#### Task A:
In the memcpy patch reply, where was the code for copying up to 64 bytes consolidated?
#### Task B:
Based on the memcpy patch reply, explain why it was needless to keep the code for copying up to 64 bytes in several functions.
#### Task C:
Duplicate the part of the memcpy patch reply between "In-Reply-To: <20260521185631.116046-1-mb@smartsharesystems.com>" and "checking alignment requirements.", inclusive.

#### Extracted text:
___
Re: [PATCH v11] eal/x86: optimize memcpy of small sizes

DPDK-dev Archive on lore.kernel.org
 help / color / mirror / Atom feed

From: Stephen Hemminger <stephen@networkplumber.org>
To: "Morten Brørup" <mb@smartsharesystems.com>
Cc: dev@dpdk.org, Bruce Richardson <bruce.richardson@intel.com>,
	Konstantin Ananyev <konstantin.v.ananyev@yandex.ru>,
	Vipin Varghese <vipin.varghese@amd.com>,
	Liangxing Wang <wangliangxing@hygon.cn>,
	Thiyagarajan P <Thiyagarajan.P@amd.com>,
	Bala Murali Krishna <Bala.MuraliKrishna@amd.com>,
	Anatoly Burakov <anatoly.burakov@intel.com>,
	Vladimir Medvedkin <vladimir.medvedkin@intel.com>,
	Konstantin Ananyev <konstantin.ananyev@huawei.com>
Subject: Re: [PATCH v11] eal/x86: optimize memcpy of small sizes
Date: Thu, 21 May 2026 15:42:14 -0700	[thread overview]
Message-ID: <20260521154214.1c171a74@phoenix.local> (raw)
In-Reply-To: <20260521185631.116046-1-mb@smartsharesystems.com>

On Thu, 21 May 2026 18:56:31 +0000
Morten Brørup <mb@smartsharesystems.com> wrote:

> The implementation for copying up to 64 bytes does not depend on address
> alignment with the size of the CPU's vector registers. Nonetheless, the
> exact same code for copying up to 64 bytes was present in both the aligned
> copy function and all the CPU vector register size specific variants of
> the unaligned copy functions.
> With this patch, the implementation for copying up to 64 bytes was
> consolidated into one instance, located in the common copy function,
> before checking alignment requirements.
> This provides three benefits:
> 1. No copy-paste in the source code.
___
(Saved entries)
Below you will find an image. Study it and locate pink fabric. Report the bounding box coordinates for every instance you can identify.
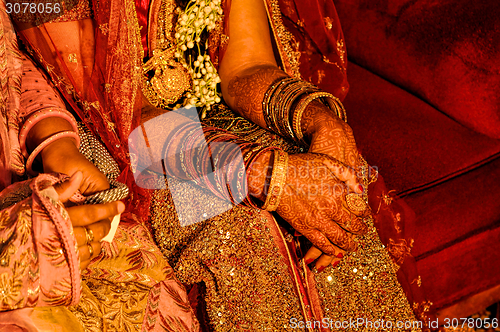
[0,174,80,311]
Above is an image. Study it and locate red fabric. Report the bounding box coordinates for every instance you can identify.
[344,59,500,310]
[405,153,500,309]
[335,0,500,138]
[279,0,349,100]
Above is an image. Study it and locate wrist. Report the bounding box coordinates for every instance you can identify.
[26,116,75,152]
[40,137,80,172]
[248,151,273,201]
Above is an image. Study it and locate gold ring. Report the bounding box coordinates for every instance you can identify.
[345,194,368,214]
[83,226,94,244]
[87,243,94,258]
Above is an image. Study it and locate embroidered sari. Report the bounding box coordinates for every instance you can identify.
[0,0,428,331]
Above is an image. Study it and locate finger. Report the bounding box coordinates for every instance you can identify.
[324,155,364,194]
[78,242,101,262]
[335,206,368,235]
[68,201,125,227]
[73,218,111,247]
[80,259,90,271]
[54,171,83,203]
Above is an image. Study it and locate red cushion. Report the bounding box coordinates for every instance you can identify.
[334,0,500,138]
[344,63,500,194]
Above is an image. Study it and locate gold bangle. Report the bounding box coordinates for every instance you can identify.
[83,226,94,244]
[87,243,94,259]
[292,91,347,145]
[262,150,288,211]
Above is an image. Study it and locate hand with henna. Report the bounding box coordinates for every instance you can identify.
[302,101,365,271]
[249,152,367,270]
[26,117,109,196]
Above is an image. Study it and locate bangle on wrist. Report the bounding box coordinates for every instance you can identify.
[19,108,78,158]
[262,150,288,211]
[26,131,80,175]
[292,91,347,145]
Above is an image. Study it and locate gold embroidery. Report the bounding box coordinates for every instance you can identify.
[220,34,229,46]
[69,278,150,332]
[387,239,413,264]
[68,53,78,63]
[316,69,325,85]
[411,276,422,287]
[337,39,346,66]
[142,0,191,108]
[151,179,303,331]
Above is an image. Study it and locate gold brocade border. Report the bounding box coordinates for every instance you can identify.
[264,0,302,79]
[124,0,144,109]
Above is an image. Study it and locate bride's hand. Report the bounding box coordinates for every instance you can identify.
[42,139,109,196]
[302,102,362,169]
[26,117,109,195]
[249,153,367,266]
[54,172,125,270]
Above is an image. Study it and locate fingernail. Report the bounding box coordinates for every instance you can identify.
[306,258,314,265]
[358,184,365,193]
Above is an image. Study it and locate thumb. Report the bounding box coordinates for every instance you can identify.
[54,171,83,203]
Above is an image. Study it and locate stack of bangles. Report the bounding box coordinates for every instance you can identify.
[163,123,288,211]
[262,77,347,146]
[19,109,80,175]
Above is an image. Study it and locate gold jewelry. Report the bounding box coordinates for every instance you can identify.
[292,91,347,144]
[262,150,288,211]
[87,243,94,258]
[142,0,191,108]
[83,226,94,244]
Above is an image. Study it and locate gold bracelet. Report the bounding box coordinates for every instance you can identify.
[262,150,288,211]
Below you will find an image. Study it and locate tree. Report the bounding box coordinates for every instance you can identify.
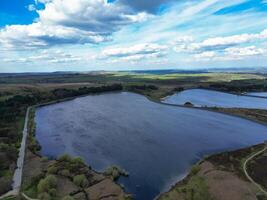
___
#### Exercise solution A:
It was consolidated into one instance in the common copy function, before the alignment requirements are checked.

#### Exercise solution B:
Copying up to 64 bytes does not depend on address alignment with the size of the CPU's vector registers. Even so, the exact same code was repeated in the aligned copy function and in every vector-register-size variant of the unaligned copy functions. One shared copy placed before the alignment check does the same job without copy-paste in the source code.

#### Exercise solution C:
In-Reply-To: <20260521185631.116046-1-mb@smartsharesystems.com>

On Thu, 21 May 2026 18:56:31 +0000
Morten Brørup <mb@smartsharesystems.com> wrote:

> The implementation for copying up to 64 bytes does not depend on address
> alignment with the size of the CPU's vector registers. Nonetheless, the
> exact same code for copying up to 64 bytes was present in both the aligned
> copy function and all the CPU vector register size specific variants of
> the unaligned copy functions.
> With this patch, the implementation for copying up to 64 bytes was
> consolidated into one instance, located in the common copy function,
> before checking alignment requirements.